**The exercise**
Can you write out the entries below again with every "tram roof" swapped for "streetcar roof" and nothing else changed, leaving the pictures out?

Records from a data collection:

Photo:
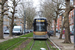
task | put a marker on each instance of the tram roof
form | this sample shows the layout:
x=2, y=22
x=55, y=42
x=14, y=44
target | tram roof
x=40, y=18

**Solution below**
Photo:
task | put a marker on each instance of the streetcar roof
form | this sample shows the layout:
x=2, y=22
x=55, y=42
x=14, y=44
target | streetcar roof
x=40, y=18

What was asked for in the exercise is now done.